Programme Director for Criminology and Sociology at St Mary’s University, Twickenham, Neena Samota, has contributed to Criminology, a new style of core textbook that speaks directly to students to encourage, engage, and enthuse them around the topic.

The book, published today (31 March) by Oxford University Press, aims to take the University students from their first steps in researching criminology through to exploring potential employment opportunities.

Professor Stephen Case, Professor of Criminology, Director of Studies, Department of Social Sciences, Loughborough University, and co-author of the book, commented, “Neena made an extremely valuable contribution to the most engaging and student-focused criminology textbook ever produced.

“As an expert on critical race theory, she provided a chapter that greatly enhanced the critical depth and breadth of our book, to the benefit of criminology students for years to come.”

In addition to running St Mary’s Criminology and Sociology programmes, and contributing to the rich and diverse portfolio of research and study within the University’s School of Arts and Humanities, Neena maintains extensive engagement with the voluntary sector through research, governance and campaigning work.

■ **Stored data**:
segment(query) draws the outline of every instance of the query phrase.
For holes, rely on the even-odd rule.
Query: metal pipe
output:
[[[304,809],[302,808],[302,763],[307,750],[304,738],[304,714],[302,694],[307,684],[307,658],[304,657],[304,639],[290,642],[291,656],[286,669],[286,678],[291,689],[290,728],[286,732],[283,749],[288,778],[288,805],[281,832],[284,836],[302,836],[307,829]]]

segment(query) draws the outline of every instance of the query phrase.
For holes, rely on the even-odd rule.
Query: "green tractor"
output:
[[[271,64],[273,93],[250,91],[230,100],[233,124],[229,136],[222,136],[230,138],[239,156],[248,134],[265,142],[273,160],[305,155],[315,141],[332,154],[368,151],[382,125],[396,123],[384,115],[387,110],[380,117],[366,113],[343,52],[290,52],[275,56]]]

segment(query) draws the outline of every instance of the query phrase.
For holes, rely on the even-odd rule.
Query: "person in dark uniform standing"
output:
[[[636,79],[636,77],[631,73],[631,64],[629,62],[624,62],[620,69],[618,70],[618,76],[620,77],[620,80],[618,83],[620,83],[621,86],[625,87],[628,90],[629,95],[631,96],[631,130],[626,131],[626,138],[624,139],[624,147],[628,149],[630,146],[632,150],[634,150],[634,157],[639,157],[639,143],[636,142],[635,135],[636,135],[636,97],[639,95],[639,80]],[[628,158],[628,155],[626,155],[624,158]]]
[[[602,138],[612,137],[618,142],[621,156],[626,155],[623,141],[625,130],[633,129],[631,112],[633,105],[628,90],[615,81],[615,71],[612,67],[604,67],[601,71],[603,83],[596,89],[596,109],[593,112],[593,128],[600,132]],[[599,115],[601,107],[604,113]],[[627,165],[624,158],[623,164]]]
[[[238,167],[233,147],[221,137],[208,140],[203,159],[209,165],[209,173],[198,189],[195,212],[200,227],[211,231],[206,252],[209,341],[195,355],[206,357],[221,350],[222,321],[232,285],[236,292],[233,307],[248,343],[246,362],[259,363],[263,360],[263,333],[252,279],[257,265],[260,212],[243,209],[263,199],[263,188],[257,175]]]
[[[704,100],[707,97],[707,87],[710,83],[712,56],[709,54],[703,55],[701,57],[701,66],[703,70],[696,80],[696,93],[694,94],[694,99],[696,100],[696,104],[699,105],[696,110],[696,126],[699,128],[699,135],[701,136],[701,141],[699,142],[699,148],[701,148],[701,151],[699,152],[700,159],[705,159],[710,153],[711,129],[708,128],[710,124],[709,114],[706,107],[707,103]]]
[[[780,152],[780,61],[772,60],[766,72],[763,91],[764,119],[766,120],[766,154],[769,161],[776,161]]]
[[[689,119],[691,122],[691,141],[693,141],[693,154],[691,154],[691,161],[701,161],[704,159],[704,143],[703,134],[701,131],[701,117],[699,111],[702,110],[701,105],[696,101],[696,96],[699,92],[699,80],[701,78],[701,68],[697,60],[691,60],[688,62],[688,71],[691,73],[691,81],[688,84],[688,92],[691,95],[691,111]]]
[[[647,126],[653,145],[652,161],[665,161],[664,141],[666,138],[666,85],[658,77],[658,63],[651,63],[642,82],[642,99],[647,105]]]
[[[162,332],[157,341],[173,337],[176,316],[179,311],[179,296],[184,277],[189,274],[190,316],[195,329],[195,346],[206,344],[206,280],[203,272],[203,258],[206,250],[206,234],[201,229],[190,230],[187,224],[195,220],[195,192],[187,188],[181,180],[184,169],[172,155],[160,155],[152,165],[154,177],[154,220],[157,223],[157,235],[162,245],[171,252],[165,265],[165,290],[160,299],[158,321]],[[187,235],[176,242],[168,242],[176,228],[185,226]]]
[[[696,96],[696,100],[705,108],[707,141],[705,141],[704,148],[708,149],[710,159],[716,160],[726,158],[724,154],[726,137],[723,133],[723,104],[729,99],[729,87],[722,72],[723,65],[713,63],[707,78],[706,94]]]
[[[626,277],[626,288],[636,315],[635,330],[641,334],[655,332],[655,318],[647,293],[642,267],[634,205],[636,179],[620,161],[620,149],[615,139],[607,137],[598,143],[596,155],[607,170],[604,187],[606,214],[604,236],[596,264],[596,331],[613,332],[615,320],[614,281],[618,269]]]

■ **Exercise task A**: According to the criminology textbook article, which publisher released the book?
■ **Exercise task B**: Write what comes next in the criminology textbook article, starting after its last sentence.
The rows play no part in this.

■ **Response A**: Oxford University Press.

■ **Response B**:
Neena Samota
Image: Neena Samota

She is Chair of Voice4Change England (V4CE), a national infrastructure body supporting the black and minority ethnic voluntary and community sector.

As a member of StopWatch since it was formed in 2010 Neena has supported it’s campaign for effective, accountable and fair policing, she is also a steering group member of the Reclaim Justice Network which campaigns to promote alternatives to criminal justice.

Neena also actively contributes to policy development and sits on a number of advisory groups including the Lola Young Review, Her Majesty's Inspectorate of Constabulary (HMIC)’s Police Effectiveness, Efficiency and Legitimacy Advisory Group and the Crown Prosecution Service Scrutiny Panel.

She also sat on the Home Secretary’s Policing and Diversity Panel that worked to increase employment of ethnic minorities in the police. Her teaching is research and policy informed to ensure students critically evaluate crime and justice related issues in their current context.

Having written articles and blogs on stop and search and on race and the criminal justice system, been interviewed for radio and television on policing and ethnic disproportionality in stop and search, prisons and the criminal justice process, Neena has an extensive media portfolio.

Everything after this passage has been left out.